Bloc de texte

++++++++++++++++++++

S'insurgeant violemment contre toutes les fabriques de Kent, il voulait donner l'image de la réconciliation avec une nature non violée en utilisant des ceintures de forêts, des cours d'eau sinueux, de grands arbres formant progressivement des forêts denses, et des bosquets.
Bien que se définissant comme un " embellisseur de paysage " et prônant la supériorité du naturel sur l'artifice, Brown reconstruisait artificiellement un paysage naturel et était donc aussi autocratique avec la nature que les paysagistes français !
Influence des jardins anglais en France
Alors que l'Angleterre fait sa " révolution ", la France des lumières délaisse ses " jardins à la française " coûteux et ne correspondant plus à l'idéal philosophique du moment. Quelques années plus tard, la révolution française et l'exil de la noblesse donnera le coup de grâce à ses jardins " à la française ".
Cependant la France n'adopte pas tout de suite ce nouveau style.
Au départ, les parcs à l'anglaise ne sont que des extensions des anciens jardins classiques (par exemple autour des Trianons à Versailles).
Puis les français hésitent, juxtaposent, pour obtenir ce que l'on appelle le style mixte, jardins paysagers sur lesquels se greffent des éléments géométriques, mythologiques, des statues...d'inspiration française. L'art s'ajoute à la nature.
C'est aussi l'époque des " Fermes ornées " , c'est-à-dire des grands domaines où la vie rustique et naturelle se pare de quelques ornements.
Mais peu à peu, malgré leur totale opposition aux jardins de style français, et l'étonnement des paysagistes français devant les techniques " empiriques " des anglais, les parcs à l'anglaise s'imposent (Ermenonville dès 1760 !, Bagatelle, Chantilly, Malmaison mais aussi Versailles.)
Ce style naturel s'inscrit dans une mouvance générale de retour à la nature, de philosophie basée sur l' " universelle fraternité " et le mythe du bon sauvage et d'aspirations sociales.

++++++++++++++++++++

Consignes de travail
1. Reproduisez à l'identique le passage du texte sur les jardins anglais en France qui commence à « Puis les français » et se termine à « mais aussi Versailles.) ».
2. Pour chacun des énoncés (a), (b) et (c), indiquez par oui ou par non s'il concorde avec le texte sur les jardins anglais en France, en citant mot pour mot les termes du texte qui tranchent. (a) À l'origine, les parcs à l'anglaise prolongeaient d'anciens jardins classiques. (b) La France adopte immédiatement le nouveau style. (c) Ermenonville compte parmi les parcs à l'anglaise qui s'imposent dès 1760.
3. Rédigez la suite du texte sur les jardins anglais en France, en partant de sa dernière phrase.

++++++++++++++++++++

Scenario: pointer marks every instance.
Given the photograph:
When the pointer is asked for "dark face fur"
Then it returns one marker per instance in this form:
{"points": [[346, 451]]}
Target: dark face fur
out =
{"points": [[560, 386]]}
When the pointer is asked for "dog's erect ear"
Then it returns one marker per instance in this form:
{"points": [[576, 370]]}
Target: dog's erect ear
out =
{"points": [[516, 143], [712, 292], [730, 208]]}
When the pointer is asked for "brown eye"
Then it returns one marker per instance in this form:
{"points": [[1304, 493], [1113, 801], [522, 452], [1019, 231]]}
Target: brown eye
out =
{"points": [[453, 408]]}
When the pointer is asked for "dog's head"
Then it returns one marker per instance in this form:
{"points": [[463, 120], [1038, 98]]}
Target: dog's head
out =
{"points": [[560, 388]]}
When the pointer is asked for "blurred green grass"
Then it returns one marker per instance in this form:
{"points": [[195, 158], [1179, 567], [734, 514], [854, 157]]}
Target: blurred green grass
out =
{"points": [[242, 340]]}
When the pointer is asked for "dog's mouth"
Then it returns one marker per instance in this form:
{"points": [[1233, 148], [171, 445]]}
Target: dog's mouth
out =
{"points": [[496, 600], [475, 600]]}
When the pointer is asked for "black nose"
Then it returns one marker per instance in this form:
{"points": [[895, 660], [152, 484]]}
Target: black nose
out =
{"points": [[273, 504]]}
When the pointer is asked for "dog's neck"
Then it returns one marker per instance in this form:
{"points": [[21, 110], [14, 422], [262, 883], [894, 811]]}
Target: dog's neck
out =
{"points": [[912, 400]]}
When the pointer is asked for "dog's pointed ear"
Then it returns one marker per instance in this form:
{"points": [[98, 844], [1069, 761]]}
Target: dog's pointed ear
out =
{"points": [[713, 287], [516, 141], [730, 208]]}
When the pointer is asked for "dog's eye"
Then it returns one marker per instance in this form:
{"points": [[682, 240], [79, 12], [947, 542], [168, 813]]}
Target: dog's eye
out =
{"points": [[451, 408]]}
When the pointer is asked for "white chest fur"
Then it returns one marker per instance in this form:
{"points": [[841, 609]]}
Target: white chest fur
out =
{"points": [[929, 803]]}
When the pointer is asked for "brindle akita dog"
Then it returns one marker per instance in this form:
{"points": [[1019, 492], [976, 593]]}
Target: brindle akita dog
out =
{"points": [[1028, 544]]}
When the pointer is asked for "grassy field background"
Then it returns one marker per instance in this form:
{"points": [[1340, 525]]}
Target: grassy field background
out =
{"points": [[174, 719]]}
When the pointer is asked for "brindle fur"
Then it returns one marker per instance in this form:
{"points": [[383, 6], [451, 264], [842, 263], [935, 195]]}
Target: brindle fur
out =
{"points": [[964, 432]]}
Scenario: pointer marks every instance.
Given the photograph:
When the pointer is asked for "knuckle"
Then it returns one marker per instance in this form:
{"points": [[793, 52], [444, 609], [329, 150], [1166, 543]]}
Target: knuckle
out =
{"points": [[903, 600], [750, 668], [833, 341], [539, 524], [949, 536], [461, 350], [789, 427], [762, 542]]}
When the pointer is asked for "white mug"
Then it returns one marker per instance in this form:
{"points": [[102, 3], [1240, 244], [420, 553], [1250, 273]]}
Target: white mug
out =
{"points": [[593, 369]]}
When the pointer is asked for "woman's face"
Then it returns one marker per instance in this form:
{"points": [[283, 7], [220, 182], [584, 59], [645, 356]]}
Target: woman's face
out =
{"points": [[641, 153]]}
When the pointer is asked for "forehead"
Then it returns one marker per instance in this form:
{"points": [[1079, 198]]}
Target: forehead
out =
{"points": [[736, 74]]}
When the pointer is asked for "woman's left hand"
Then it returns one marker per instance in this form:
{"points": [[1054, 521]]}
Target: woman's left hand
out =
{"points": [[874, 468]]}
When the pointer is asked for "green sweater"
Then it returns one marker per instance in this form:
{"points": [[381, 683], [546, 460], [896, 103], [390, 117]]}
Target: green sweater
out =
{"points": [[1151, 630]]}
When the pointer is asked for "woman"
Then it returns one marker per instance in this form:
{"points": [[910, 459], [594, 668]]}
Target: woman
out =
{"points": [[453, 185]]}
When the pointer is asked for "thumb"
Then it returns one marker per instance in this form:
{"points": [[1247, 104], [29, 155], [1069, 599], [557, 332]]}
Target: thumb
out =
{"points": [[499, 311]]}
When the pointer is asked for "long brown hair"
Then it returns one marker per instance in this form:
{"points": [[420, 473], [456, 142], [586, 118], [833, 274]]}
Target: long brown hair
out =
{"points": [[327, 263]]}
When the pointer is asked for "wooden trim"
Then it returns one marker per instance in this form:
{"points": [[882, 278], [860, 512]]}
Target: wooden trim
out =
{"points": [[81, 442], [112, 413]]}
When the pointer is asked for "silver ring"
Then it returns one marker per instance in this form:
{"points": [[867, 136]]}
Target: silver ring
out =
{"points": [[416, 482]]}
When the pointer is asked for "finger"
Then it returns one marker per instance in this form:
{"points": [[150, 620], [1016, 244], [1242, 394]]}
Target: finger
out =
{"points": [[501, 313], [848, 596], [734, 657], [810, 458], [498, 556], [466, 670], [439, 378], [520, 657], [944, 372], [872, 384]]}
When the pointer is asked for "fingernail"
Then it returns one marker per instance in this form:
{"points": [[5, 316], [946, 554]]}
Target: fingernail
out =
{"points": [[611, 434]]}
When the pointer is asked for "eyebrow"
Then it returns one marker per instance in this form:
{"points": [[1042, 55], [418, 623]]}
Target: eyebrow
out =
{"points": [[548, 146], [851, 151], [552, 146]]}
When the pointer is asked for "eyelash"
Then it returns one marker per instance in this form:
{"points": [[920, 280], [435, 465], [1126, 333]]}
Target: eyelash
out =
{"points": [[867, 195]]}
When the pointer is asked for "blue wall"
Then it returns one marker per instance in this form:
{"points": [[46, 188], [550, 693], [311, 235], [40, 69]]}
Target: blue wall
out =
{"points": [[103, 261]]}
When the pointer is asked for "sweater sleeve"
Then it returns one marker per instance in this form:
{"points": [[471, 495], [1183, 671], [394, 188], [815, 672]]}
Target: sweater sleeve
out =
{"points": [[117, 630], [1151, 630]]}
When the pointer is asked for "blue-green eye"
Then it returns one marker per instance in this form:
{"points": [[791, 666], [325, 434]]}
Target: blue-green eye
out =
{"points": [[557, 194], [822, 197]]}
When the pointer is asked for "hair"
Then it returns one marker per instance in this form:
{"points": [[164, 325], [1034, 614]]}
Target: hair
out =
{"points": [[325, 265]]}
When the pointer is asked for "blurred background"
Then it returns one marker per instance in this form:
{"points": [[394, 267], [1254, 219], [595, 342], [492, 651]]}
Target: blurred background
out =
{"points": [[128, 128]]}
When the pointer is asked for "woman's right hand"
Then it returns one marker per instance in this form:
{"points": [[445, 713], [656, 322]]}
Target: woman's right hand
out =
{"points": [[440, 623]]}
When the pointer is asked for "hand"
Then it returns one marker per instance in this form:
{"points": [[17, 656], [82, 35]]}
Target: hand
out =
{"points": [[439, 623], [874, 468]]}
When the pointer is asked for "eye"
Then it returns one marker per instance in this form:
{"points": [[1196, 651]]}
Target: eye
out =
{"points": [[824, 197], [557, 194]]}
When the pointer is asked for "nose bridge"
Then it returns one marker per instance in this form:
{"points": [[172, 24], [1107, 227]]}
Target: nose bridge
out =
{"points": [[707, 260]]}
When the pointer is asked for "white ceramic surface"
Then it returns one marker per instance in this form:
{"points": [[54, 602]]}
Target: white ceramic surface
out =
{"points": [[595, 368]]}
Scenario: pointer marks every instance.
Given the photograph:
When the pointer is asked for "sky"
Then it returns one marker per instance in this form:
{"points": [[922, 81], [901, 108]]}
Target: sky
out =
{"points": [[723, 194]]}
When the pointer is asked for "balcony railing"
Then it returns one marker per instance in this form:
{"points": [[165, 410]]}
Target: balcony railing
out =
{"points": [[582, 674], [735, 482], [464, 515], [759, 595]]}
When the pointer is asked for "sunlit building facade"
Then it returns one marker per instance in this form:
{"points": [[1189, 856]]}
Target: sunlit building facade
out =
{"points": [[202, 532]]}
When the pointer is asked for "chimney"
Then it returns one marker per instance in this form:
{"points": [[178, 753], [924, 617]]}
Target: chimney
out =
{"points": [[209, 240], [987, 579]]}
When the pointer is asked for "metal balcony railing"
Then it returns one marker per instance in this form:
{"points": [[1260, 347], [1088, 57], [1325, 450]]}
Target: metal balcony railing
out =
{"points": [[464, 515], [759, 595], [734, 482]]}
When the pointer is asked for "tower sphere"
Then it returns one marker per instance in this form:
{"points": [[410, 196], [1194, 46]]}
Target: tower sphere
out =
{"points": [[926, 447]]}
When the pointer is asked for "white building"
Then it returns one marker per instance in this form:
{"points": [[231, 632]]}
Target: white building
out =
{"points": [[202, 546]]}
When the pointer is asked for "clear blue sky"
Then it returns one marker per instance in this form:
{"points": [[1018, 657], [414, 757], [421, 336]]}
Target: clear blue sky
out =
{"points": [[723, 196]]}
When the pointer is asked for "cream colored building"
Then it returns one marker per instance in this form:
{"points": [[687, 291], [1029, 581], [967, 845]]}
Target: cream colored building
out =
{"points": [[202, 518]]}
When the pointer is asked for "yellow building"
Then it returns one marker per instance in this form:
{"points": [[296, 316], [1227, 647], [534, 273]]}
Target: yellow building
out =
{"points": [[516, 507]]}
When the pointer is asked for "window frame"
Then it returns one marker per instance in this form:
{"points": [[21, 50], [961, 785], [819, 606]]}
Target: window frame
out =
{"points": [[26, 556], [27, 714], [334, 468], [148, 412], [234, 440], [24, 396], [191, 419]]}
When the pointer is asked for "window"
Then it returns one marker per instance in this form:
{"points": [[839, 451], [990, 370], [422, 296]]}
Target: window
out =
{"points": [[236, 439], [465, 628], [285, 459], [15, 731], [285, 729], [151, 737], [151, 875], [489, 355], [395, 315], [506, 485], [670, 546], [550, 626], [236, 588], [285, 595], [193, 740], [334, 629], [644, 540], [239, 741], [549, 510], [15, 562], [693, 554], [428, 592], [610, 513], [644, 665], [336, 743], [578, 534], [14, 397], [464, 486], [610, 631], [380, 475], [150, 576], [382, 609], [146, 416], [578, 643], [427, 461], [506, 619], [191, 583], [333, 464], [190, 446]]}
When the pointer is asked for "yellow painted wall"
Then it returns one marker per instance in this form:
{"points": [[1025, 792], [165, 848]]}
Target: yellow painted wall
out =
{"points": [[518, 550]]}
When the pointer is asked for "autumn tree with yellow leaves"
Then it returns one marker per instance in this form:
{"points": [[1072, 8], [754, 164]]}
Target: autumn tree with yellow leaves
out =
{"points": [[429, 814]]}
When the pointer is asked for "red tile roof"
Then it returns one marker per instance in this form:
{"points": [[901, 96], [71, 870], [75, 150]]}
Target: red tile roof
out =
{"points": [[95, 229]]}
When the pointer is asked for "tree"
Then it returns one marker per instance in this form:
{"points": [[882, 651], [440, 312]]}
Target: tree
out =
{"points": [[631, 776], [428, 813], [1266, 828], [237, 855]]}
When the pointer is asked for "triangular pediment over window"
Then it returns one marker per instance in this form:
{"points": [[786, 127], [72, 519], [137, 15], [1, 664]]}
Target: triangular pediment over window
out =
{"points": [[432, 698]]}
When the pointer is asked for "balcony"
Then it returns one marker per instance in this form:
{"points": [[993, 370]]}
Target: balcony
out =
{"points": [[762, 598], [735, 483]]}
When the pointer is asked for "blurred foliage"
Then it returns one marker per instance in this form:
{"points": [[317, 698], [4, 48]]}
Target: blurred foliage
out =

++++++++++++++++++++

Corrigé des exercices
1.
Puis les français hésitent, juxtaposent, pour obtenir ce que l'on appelle le style mixte, jardins paysagers sur lesquels se greffent des éléments géométriques, mythologiques, des statues...d'inspiration française. L'art s'ajoute à la nature.
C'est aussi l'époque des " Fermes ornées " , c'est-à-dire des grands domaines où la vie rustique et naturelle se pare de quelques ornements.
Mais peu à peu, malgré leur totale opposition aux jardins de style français, et l'étonnement des paysagistes français devant les techniques " empiriques " des anglais, les parcs à l'anglaise s'imposent (Ermenonville dès 1760 !, Bagatelle, Chantilly, Malmaison mais aussi Versailles.)

2.
(a) Oui : « Au départ, les parcs à l'anglaise ne sont que des extensions des anciens jardins classiques ».
(b) Non : « Cependant la France n'adopte pas tout de suite ce nouveau style. »
(c) Oui : « Ermenonville dès 1760 ! ».

3.
Mais, aux dire des anglais, contrairement au " gentleman gardener " anglais, les français ne s'intéressent pas assez à la vie rurale. Ils n'invoquent pas assez le " génie du lieu ".
Le " génie du lieu " doit être ressenti par le créateur qui s'y soumettra lors de la création de son œuvre. Il ne faut pas " blesser " l'âme de la nature. On retrouve la même idée que chez les romains qui choisissaient les sites de leurs temples en fonction des manifestations des dieux. L'homme ne devait pas perturber l'harmonie que cet esprit avait instauré et devait donc s'intégrer à l'unité qui régnait déjà. Même attitude chez les chinois qui recherchent la communion totale avec le site choisi afin de lui imposer la contrainte la plus légère possible.
Les jardins français évolueront de la même façon qu'en Angleterre, c'est-à-dire vers une allure tapageuse, preuve de richesse des nouvelles classes montantes.
Voltaire : " Jardins il fait que je vous fuie trop d'art me révolte et m'ennuie j'aime mieux ces vastes forêts, la nature libre et hardie irrégulière dans ses traits s'accorde avec ma fantaisie. "
" Un français n'est jamais trop épris de nature. La nature lui appartient et il faut qu'il la domine de façon évidente à tous les égards. "
Pour les anglais, tout obstacle est incompatible avec la " respiration " de la nature. Cette nature, désormais " respectée " ne doit subir aucune entrave. Le domaine, le jardin et la nature doivent former un tout sans barrières ni limites.
Le jardin se débarrasse donc du mur, son corset médiéval et classique , il s'ouvre. Les barrières de l'" hortus conclusus " tombent.Il faut cependant protéger le jardin des incursions indésirables telles que le bétail ou les animaux sauvages. Les anglais vont donc adopter une invention française appelée " saut de loup " ou " HaHa " d'après l'interjection lancée par les promeneurs devant ce fossé indécelable jusqu'au dernier moment. Le saut de loup est donc un large " fossé sec aux pieds ", infranchissable par les animaux sauvages ou domestiques, permettant de faire une séparation invisible entre le parc privé et le domaine.
C'est en plein cœur de cette époque victorienne que des hommes comme William Robinson décident de revenir aux voix de la nature.
Il veut introduire un élément de vie dans ces jardins qui s'étaient un peu transformés en délires historicistes ou en réserves botaniques impersonnelles et sans vie.
Il porte alors à leur extrême les fondements des jardins paysagers et pittoresques. Les plantes bien que choisies par le jardinier, évoluent librement, sans contraintes et dégagent ainsi toute leur émotion. C'est le " jardin sauvage " qui laisse faire la nature.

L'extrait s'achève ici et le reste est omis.